Task instructions: The expected output is the complete listing, unchanged.
-- Source material follows --
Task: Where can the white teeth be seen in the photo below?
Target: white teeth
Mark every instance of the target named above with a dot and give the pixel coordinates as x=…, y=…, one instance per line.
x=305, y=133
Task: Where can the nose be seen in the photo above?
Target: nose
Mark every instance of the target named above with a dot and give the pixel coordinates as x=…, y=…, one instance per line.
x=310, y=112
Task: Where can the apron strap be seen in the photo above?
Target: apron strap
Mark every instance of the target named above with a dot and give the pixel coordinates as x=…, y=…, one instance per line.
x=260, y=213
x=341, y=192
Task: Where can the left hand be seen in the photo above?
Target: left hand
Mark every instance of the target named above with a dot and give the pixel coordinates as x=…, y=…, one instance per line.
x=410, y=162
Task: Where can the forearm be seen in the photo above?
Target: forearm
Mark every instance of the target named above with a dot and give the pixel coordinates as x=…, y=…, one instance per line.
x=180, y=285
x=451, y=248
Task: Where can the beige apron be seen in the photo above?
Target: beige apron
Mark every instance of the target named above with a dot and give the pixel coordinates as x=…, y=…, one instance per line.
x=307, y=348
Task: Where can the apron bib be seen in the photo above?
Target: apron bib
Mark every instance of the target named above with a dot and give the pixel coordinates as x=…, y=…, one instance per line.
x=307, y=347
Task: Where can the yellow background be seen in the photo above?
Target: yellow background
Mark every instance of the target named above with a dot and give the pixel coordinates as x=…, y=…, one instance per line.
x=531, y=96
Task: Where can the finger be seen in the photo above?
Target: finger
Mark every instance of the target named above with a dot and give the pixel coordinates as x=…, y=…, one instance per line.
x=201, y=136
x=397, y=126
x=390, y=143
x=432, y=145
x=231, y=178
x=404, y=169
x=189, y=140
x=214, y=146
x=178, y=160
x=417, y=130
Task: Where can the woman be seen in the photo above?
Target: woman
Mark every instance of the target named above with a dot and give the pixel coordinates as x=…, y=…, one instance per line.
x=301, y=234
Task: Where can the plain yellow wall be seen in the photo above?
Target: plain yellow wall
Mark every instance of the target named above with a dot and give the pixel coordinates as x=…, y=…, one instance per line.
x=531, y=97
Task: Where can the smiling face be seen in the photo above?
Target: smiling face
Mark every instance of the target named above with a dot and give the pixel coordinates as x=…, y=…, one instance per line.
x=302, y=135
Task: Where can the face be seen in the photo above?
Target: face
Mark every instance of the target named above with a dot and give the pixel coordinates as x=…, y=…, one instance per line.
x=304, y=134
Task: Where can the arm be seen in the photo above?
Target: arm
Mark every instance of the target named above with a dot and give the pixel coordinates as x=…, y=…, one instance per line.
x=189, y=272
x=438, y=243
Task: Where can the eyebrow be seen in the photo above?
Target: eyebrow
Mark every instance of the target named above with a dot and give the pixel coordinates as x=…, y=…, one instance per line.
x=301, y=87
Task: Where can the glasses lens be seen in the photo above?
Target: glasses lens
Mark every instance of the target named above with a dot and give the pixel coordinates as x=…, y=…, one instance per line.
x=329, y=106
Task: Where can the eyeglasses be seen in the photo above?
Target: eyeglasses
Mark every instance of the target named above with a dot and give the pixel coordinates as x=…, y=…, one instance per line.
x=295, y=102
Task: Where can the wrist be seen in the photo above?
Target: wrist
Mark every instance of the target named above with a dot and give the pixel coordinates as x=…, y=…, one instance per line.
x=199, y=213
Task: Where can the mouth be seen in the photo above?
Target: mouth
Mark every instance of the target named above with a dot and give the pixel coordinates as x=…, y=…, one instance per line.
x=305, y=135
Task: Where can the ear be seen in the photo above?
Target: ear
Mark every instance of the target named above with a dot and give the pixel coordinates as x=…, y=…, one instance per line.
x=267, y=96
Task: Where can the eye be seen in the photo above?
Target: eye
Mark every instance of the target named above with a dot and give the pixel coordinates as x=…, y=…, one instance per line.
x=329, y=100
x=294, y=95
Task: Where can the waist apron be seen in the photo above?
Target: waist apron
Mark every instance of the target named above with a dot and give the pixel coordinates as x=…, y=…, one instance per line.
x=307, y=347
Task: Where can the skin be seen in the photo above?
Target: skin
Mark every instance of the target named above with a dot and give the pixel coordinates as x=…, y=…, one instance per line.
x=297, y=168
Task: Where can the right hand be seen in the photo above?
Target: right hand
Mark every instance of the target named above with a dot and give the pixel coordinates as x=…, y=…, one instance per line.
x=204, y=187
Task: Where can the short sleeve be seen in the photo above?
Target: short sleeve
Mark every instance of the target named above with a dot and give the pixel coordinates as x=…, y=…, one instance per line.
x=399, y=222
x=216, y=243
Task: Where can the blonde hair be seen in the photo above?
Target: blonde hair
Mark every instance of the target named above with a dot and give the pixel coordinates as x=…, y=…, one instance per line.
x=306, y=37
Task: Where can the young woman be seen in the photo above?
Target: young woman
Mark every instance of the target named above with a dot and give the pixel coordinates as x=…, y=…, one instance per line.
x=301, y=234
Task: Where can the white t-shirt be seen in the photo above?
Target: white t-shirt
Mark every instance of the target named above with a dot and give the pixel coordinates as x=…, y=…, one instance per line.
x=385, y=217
-- Source material concluded --
Written solution:
Task: Where can the white teeth be seen in the photo below?
Target: white teeth
Mark every instance of the target named above with a dot and give the pixel coordinates as x=…, y=…, one instance per line.
x=305, y=133
Task: Where can the nose be seen in the photo above?
Target: nose
Mark every instance of the target named above with a dot and give the pixel coordinates as x=…, y=…, one instance per line.
x=310, y=112
Task: Where can the apron strap be seen in the photo above?
Target: apron strap
Mark every instance of the target named above with a dot and give the pixel coordinates as x=…, y=…, one instance per line.
x=260, y=213
x=341, y=192
Task: Where can the left hand be seen in the photo above?
Target: left hand
Mark every instance of the target named above with a dot and give the pixel coordinates as x=…, y=…, one instance per line.
x=410, y=162
Task: Where can the forearm be seen in the photo above?
Target: forearm
Mark every instance of the target named above with a dot and give the pixel coordinates as x=…, y=…, one instance per line.
x=180, y=285
x=451, y=248
Task: Where can the beige apron be seen in the photo above?
Target: beige apron
Mark every instance of the target named above with a dot and give the pixel coordinates as x=…, y=…, one instance per line.
x=307, y=348
Task: Where can the apron bib be seen in the photo above?
Target: apron bib
Mark every instance of the target named above with a dot and give the pixel coordinates as x=…, y=…, one instance per line.
x=307, y=347
Task: Where can the yellow background be seen in the photo above?
Target: yellow background
Mark every instance of the target named above with a dot and give the pixel coordinates as x=…, y=…, one instance per line.
x=531, y=96
Task: Where can the finger be seen in the photo above?
Target: finger
Mark every instance of the target named above with a dot and give the pixel coordinates as x=…, y=…, one instance per line.
x=201, y=136
x=397, y=126
x=390, y=143
x=432, y=145
x=231, y=178
x=404, y=169
x=189, y=140
x=214, y=146
x=178, y=160
x=417, y=130
Task: Where can the woman be seen in the photo above?
Target: woman
Mark every instance of the target named above with a dot and give the pixel coordinates as x=…, y=…, one instance per line.
x=301, y=234
Task: Where can the plain yellow wall be seen in the photo above?
Target: plain yellow wall
Mark every instance of the target named above with a dot and give the pixel coordinates as x=…, y=…, one instance per line.
x=531, y=97
Task: Where can the smiling face be seen in the photo above?
Target: smiling face
Mark every instance of the target named above with a dot and give the pixel coordinates as x=…, y=…, one instance per line.
x=302, y=135
Task: Where can the face be seen in the photo above?
Target: face
Mark every instance of the target named above with a dot and give the pixel coordinates as x=…, y=…, one instance per line.
x=304, y=134
Task: Where can the arm be seen in the photo above?
Target: arm
Mark every instance of the target named above with a dot and give the pixel coordinates as x=…, y=…, one instance per line.
x=189, y=272
x=438, y=243
Task: Where can the eyebrow be seen in the photo above?
Target: eyebrow
Mark every instance of the target named above with a dot and give the pixel coordinates as x=…, y=…, one instance per line.
x=301, y=87
Task: Where can the glasses lens be seen in the photo above?
Target: glasses lens
Mark every instance of the target named above with a dot and give the pixel coordinates as x=…, y=…, one instance per line.
x=329, y=106
Task: Where can the eyeglasses be seen in the photo above?
Target: eyeglasses
Mark every instance of the target named above with a dot and give the pixel coordinates as x=…, y=…, one instance per line.
x=295, y=102
Task: Where can the wrist be seen in the photo above?
Target: wrist
Mark every instance of the target named above with a dot and give the pixel coordinates as x=…, y=…, one instance per line.
x=199, y=213
Task: Where can the mouth be seen in the photo above?
Target: mouth
Mark every instance of the target named above with a dot and give the pixel coordinates as x=…, y=…, one instance per line.
x=305, y=135
Task: Where can the ear be seen in the photo above?
Target: ear
Mark every instance of the target named above with a dot and give the pixel coordinates as x=…, y=…, one instance per line.
x=267, y=96
Task: Where can the eye be seen in the photo above?
Target: eye
Mark every instance of the target named above with a dot and give the pixel coordinates as x=…, y=…, one instance per line.
x=329, y=100
x=294, y=95
Task: Where can the waist apron be seen in the photo above?
Target: waist apron
Mark every instance of the target named above with a dot and give the pixel coordinates as x=…, y=…, one instance per line.
x=307, y=347
Task: Where can the skin be seen in the photo above?
Target: skin
Mark every instance of the target named above with a dot and give the pixel coordinates as x=…, y=…, one instance per line.
x=297, y=168
Task: Where can the right hand be seen in the photo above?
Target: right hand
Mark every instance of the target named above with a dot and give the pixel coordinates as x=…, y=…, one instance per line.
x=204, y=187
Task: Where can the short sleeve be seen in the photo above?
Target: short sleeve
Mark every instance of the target named above with a dot and give the pixel coordinates as x=…, y=…, one instance per line.
x=399, y=222
x=216, y=243
Task: Where can the blonde hair be seen in the photo above?
Target: blonde hair
Mark every instance of the target named above with a dot and give the pixel coordinates as x=…, y=…, one instance per line.
x=306, y=37
Task: Where can the young woman be seen in the photo above?
Target: young woman
Mark every instance of the target named above with a dot and give the pixel coordinates as x=…, y=…, one instance per line.
x=301, y=234
Task: Where can the white t-shirt be seen in the photo above?
Target: white t-shirt
Mark every instance of the target named above with a dot and give the pixel coordinates as x=…, y=…, one instance per line.
x=385, y=217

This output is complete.